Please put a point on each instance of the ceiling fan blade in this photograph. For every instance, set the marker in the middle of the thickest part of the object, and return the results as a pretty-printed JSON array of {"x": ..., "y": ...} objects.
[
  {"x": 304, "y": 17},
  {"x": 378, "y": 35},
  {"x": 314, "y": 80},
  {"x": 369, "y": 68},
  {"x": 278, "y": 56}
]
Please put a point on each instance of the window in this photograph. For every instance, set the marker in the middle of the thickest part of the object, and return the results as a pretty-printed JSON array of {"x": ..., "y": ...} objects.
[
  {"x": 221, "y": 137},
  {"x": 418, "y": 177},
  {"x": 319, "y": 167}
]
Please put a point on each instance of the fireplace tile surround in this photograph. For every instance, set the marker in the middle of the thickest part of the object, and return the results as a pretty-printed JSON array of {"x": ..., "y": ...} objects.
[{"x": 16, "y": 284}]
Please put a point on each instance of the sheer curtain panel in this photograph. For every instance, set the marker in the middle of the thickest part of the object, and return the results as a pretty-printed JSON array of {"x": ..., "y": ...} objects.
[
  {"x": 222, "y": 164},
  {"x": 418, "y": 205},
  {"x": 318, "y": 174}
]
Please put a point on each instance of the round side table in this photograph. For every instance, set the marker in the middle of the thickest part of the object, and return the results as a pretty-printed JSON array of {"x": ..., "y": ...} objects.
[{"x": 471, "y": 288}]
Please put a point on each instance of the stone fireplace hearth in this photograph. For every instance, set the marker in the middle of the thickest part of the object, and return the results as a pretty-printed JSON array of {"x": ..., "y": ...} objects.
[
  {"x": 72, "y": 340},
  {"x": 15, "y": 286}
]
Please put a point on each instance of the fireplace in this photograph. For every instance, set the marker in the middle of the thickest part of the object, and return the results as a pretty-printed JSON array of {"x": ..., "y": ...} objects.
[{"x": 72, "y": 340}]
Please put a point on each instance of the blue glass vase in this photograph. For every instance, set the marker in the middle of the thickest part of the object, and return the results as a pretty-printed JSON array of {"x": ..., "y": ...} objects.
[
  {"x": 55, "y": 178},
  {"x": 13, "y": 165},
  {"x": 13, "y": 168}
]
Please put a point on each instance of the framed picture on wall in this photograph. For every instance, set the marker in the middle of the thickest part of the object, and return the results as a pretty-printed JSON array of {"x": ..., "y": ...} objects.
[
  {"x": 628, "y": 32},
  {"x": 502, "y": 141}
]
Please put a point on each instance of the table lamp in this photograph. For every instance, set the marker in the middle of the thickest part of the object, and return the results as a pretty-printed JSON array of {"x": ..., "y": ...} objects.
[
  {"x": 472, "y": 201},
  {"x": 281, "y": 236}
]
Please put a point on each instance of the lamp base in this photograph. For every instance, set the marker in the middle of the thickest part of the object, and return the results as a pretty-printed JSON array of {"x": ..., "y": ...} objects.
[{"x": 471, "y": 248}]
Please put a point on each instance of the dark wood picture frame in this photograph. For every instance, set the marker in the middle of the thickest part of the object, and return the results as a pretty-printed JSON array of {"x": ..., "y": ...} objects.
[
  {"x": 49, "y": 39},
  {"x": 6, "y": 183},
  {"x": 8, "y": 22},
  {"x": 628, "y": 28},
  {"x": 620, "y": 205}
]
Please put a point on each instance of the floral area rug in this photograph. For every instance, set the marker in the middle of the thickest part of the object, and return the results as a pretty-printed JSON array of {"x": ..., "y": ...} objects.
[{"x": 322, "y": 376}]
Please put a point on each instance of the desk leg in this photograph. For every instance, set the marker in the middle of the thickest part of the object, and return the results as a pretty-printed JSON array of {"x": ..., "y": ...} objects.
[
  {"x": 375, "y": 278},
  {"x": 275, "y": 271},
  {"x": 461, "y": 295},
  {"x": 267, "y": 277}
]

━━━━━━━━━━

:: Task requirements ::
The answer is the full data, repeated exactly as shown.

:: Answer to this task ::
Please put a point on each instance of the ceiling fan blade in this photograph. For every instance, set the marker in the middle of the thickest part of the object, and return the results as a pretty-printed JSON array of {"x": ..., "y": ...} objects.
[
  {"x": 304, "y": 17},
  {"x": 378, "y": 35},
  {"x": 314, "y": 80},
  {"x": 369, "y": 68},
  {"x": 278, "y": 56}
]
Please put a point on each instance of the window in this photograph. For every instance, set the marker in the middle of the thickest part of the object, and return the results as a pretty-printed JSON array of {"x": ..., "y": ...} objects.
[
  {"x": 221, "y": 137},
  {"x": 418, "y": 177},
  {"x": 319, "y": 167}
]
Please put a point on each instance of the fireplace tile surround in this photograph. For every instance, set the marker in the middle of the thickest part of the object, and return the results as a pretty-printed JSON array of {"x": ..., "y": ...} objects.
[{"x": 16, "y": 284}]
Please put a point on each instance of the sheer curtain panel in this photograph. For every instance, set the marker in the middle of the thickest part of the object, and return the results as a pretty-printed JSON array of {"x": ..., "y": ...} objects.
[
  {"x": 222, "y": 164},
  {"x": 418, "y": 205},
  {"x": 318, "y": 174}
]
Please put a point on each instance of the round side table in this photograph. For every instance, set the marker in the middle of the thickest part of the object, and return the results as a pretty-printed JSON array of {"x": ..., "y": ...} objects.
[{"x": 471, "y": 288}]
Please put a point on each instance of the stone fireplace hearth in this photograph. For every instance, set the marker in the middle of the thickest part of the object, and return the results as a pretty-printed JSON array of {"x": ..., "y": ...} objects.
[
  {"x": 72, "y": 340},
  {"x": 15, "y": 286}
]
Please put a point on each instance of the fireplace in this photograph. For every instance, set the marker in the middle of the thickest part of the object, and return the results as a pretty-printed JSON array of {"x": ..., "y": ...} objects.
[{"x": 72, "y": 340}]
Please put a point on each instance of the blue glass vase in this photograph. For every instance, set the marker in the middle of the thickest part of the object, and return the results as a pretty-printed JSON array of {"x": ..., "y": ...} objects.
[
  {"x": 55, "y": 178},
  {"x": 13, "y": 165},
  {"x": 13, "y": 168}
]
Please put a point on each instance of the framed picture on wall in this photograph. For every instance, set the marker in the middle of the thickest part of the object, and return the results as a pretty-printed JSON array of {"x": ..., "y": ...} objects.
[
  {"x": 628, "y": 32},
  {"x": 502, "y": 141}
]
Please put a point on each instance of the table lamp in this photograph. For every instance, set the marker in the middle of the thickest part of the object, and return the results as a pretty-printed JSON array of {"x": ..., "y": ...} objects.
[
  {"x": 472, "y": 201},
  {"x": 281, "y": 236}
]
Please put a point on each instance of the lamp base in this photograph. For every instance, set the marker in the middle of the thickest part of the object, and return the results as a pretty-printed JSON array of {"x": ..., "y": ...} objects.
[{"x": 471, "y": 248}]
Please put a point on each instance of the dark wood picture frame in this photograph. For every instance, set the marker in the middle of the thickest part of the object, and return the results as a pretty-printed JSON array of {"x": ..., "y": ...} objects.
[
  {"x": 49, "y": 39},
  {"x": 6, "y": 183},
  {"x": 8, "y": 22},
  {"x": 628, "y": 28},
  {"x": 620, "y": 205}
]
Please put a point on each instance of the floral area rug in this photograph. For every instance, set the marker in the middle of the thickest part of the object, and return the results as a pretty-printed JSON array of {"x": ..., "y": ...} objects.
[{"x": 322, "y": 376}]
Please put a point on each instance of the desk leg in this photograph. For every instance, set the marker in the middle of the thickest part of the object, and return the results as a pretty-printed JSON array of {"x": ..., "y": ...} objects.
[
  {"x": 375, "y": 278},
  {"x": 275, "y": 271},
  {"x": 461, "y": 295},
  {"x": 267, "y": 277}
]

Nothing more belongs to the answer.